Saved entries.

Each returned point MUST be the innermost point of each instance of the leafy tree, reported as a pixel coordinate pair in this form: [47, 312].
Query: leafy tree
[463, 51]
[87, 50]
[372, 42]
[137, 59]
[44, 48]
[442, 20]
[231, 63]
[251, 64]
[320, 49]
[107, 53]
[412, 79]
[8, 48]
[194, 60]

TASK PROMPT. Write out the full set of records exactly as given.

EXERCISE RESPONSE.
Each returned point MUST be the innermost point of each instance of the leafy tree, reported as a pixel coordinate pair in this form: [47, 312].
Query: leafy tree
[463, 51]
[87, 50]
[372, 42]
[137, 59]
[44, 48]
[442, 20]
[231, 63]
[251, 64]
[320, 49]
[107, 53]
[412, 79]
[8, 48]
[194, 60]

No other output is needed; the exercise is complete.